[begin Working data]

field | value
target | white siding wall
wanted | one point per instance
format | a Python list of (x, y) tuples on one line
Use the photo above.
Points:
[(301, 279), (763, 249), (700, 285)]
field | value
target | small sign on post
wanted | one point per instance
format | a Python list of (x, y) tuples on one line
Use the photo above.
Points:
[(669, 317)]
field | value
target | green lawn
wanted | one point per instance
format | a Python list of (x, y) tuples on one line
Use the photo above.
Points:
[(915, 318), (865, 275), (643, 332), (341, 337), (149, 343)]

[end Working data]
[begin Working data]

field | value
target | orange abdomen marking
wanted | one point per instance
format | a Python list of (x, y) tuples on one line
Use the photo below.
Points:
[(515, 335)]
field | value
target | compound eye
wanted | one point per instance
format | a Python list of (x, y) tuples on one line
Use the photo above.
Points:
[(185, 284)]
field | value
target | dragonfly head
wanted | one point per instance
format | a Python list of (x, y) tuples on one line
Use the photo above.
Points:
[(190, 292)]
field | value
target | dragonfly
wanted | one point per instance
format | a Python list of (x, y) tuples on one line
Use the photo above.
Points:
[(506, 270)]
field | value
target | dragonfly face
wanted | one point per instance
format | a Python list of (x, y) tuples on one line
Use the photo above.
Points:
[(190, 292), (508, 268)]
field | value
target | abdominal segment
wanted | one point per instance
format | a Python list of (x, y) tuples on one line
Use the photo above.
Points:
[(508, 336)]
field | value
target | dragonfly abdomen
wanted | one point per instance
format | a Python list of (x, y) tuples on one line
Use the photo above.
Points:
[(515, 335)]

[end Working data]

### The problem
Please pull out each line in the items above that contains the string "abdomen", treating uppercase and lowercase as different.

### Solved exercise
target | orange abdomen marking
target | dragonfly abdomen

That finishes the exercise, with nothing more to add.